L’esistenza di un provvedimento amministrativo, infatti, parrebbe imporre al destinatario di adempiere a quanto ivi indicato, così potendo avvalersi lo stesso della scriminante dell’adempimento di un dovere, ai sensi dell’art. 51, codice penale.

Ma, ancor prima, la questione potrebbe porsi sul piano della colpevolezza, nella specie della colpa specifica. Le prescrizioni dell’autorizzazione amministrativa, difatti, costituiscono regole cautelari ritenute idonee alla protezione dei beni giuridici in gioco, secondo la valutazione operata da un’autorità terza. Pertanto, non sembrerebbe poter essere mosso alcun addebito a titolo di colpa in capo a colui che si sia attenuto a regole cautelari che, soltanto in un secondo momento, si siano rivelate inidonee a tutelare i beni giuridici in gioco.

In altre parole, la criticità si riscontrerebbe non nella condotta dell’agente, bensì nell’inadeguatezza della prescrizione che gli è stata impartita.

Ovviamente, collocando l’esimente sul piano della colpevolezza, questa non potrebbe estendersi a fatti che derivano dalla violazione di regole cautelari ulteriori rispetto a quanto preso in considerazione dal provvedimento amministrativo. Si pensi, ad esempio, al caso in cui l’autorizzazione non prescriva alcunché circa la scelta e l’utilizzo dei dispositivi di protezione individuale e, a causa di una scorretta gestione degli stessi, il lavoratore sia esposto ad agenti che comportino l’insorgenza di una malattia.

Accogliendo questa seconda lettura dell’articolo 7, si sarebbe, quindi, di fronte non a una causa di non punibilità o a una scriminante speciale, bensì a una clausola di esclusione della punibilità a titolo di colpa, situazione che comporterebbe l’assoluzione con formula liberatoria.

 

Le differenze con la precedente disciplina

Per concludere, occorre menzionare l’articolo 8, D.L. n. 2/2023, che, regolando la disciplina transitoria, dispone che, per il periodo di vigenza del piano ambientale approvato con il D.P.C.M .14 marzo 2014, continua ad applicarsi il cosiddetto “vecchio scudo penale”, previsto dal D.L. 4 luglio 2015, n. 92.

La norma offre lo spunto per tracciare le differenze tra il nuovo e il vecchio scudo (vedere la tabella 1).

* **USO DELLE INFORMAZIONI**
1. Scrivi tutti gli atti normativi (codice e decreti) nominati nel testo sullo scudo penale.
2. Riassumi in poche parole il paragrafo del testo sullo scudo penale che comincia con "Ma, ancor prima". Tieni i fatti principali.
3. Prosegui il testo sullo scudo penale partendo dal punto in cui si interrompe.

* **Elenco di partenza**
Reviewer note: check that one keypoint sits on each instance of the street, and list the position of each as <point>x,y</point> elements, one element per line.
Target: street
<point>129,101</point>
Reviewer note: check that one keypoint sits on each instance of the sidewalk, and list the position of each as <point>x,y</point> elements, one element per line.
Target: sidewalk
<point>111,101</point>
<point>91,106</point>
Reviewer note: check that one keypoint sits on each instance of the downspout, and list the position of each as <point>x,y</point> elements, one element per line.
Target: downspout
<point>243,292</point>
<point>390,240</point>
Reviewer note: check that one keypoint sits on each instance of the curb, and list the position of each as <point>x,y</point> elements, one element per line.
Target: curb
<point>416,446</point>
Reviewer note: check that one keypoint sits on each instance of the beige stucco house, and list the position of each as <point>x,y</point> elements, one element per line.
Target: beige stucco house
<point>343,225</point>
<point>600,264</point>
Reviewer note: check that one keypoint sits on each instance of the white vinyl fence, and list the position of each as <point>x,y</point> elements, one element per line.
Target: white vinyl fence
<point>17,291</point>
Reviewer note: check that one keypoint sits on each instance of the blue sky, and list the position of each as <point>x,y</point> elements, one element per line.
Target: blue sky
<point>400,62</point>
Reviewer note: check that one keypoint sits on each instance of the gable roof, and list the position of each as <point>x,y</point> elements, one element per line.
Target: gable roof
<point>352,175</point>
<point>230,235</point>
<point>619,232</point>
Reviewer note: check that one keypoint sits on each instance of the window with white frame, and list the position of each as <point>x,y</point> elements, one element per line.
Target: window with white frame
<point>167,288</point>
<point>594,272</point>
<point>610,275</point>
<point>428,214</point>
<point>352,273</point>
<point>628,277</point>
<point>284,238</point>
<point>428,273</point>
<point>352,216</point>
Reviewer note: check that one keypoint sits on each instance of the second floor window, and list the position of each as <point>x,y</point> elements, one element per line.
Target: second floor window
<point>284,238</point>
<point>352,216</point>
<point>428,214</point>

* **RISPOSTE AGLI ESERCIZI**
1.
- codice penale
- D.L. n. 2/2023
- D.P.C.M. 14 marzo 2014
- D.L. 4 luglio 2015, n. 92

2. La questione si può porre già sul piano della colpevolezza, come colpa specifica. Le prescrizioni dell'autorizzazione amministrativa sono regole cautelari che un'autorità terza ha giudicato adatte a proteggere i beni giuridici in gioco. Per questo chi le ha seguite non dovrebbe essere accusato di colpa, anche se solo in seguito si sono rivelate inadatte a proteggere quei beni.

3.
Innanzitutto, la precedente esimente richiedeva espressamente l’esistenza del piano ambientale, riferito esclusivamente all’ex-Ilva, a differenza della disposizione ora in commento, che ritiene sufficiente l’esistenza di un generico provvedimento che autorizzi la prosecuzione dell’attività dell’impianto (incluso il provvedimento di cui al medesimo D.L. 2/2023).

Ancora, la neo-introdotta esimente sembra essere limitata alla sola responsabilità penale dell’agente e non anche alla responsabilità amministrativa, come, invece, espressamente previsto per la vecchia esimente. Tuttavia, la nuova norma estende la protezione a ogni fattispecie penale, mentre la precedente circoscriveva il suo ambito di applicazione ai soli illeciti ambientali.

Ancora, il nuovo scudo estende il novero dei soggetti beneficiari a “chiunque”, a differenza del vecchio che riservava la previsione al solo Commissario straordinario, all’affittuario o acquirente e ai soggetti da questi delegati.

Infine, il D.L. 2/2023 non fissa un termine ultimo di vigenza dell’esimente, a differenza della limitazione temporale prevista per il vecchio scudo.

Tabella 1
Vecchia e nuova esimente: le differenze
  D.L. n. 92/2015 D.L. n. 2/2023
Piano ambientale Ne richiedeva espressamente l’esistenza È sufficiente un generico provvedimento che autorizzi la prosecuzione dell’attività dell’impianto
Responsabilità Estesa alla responsabilità amministrativa e quella penale dell’agente (ma solo per i reati ambientali) Limitata alla sola responsabilità penale dell’agente (ma per ogni fattispecie penale)
Soggetti beneficiari Riguardava Commissario straordinario, affittuario o acquirente e soggetti da questi delegati Esteso a “chiunque”
Limite temporale di vigenza Prevista Non prevista

 

Conclusioni

Non resta, quindi, che attendere le prime applicazioni pratiche del D.L. 2/2023 come convertito in legge, per comprendere come - e se - verrà operato il richiesto bilanciamento tra il diritto all’ambiente e alla salute, anche e soprattutto dei lavoratori, e l’interesse alla continuità occupazionale e produttiva nazionale.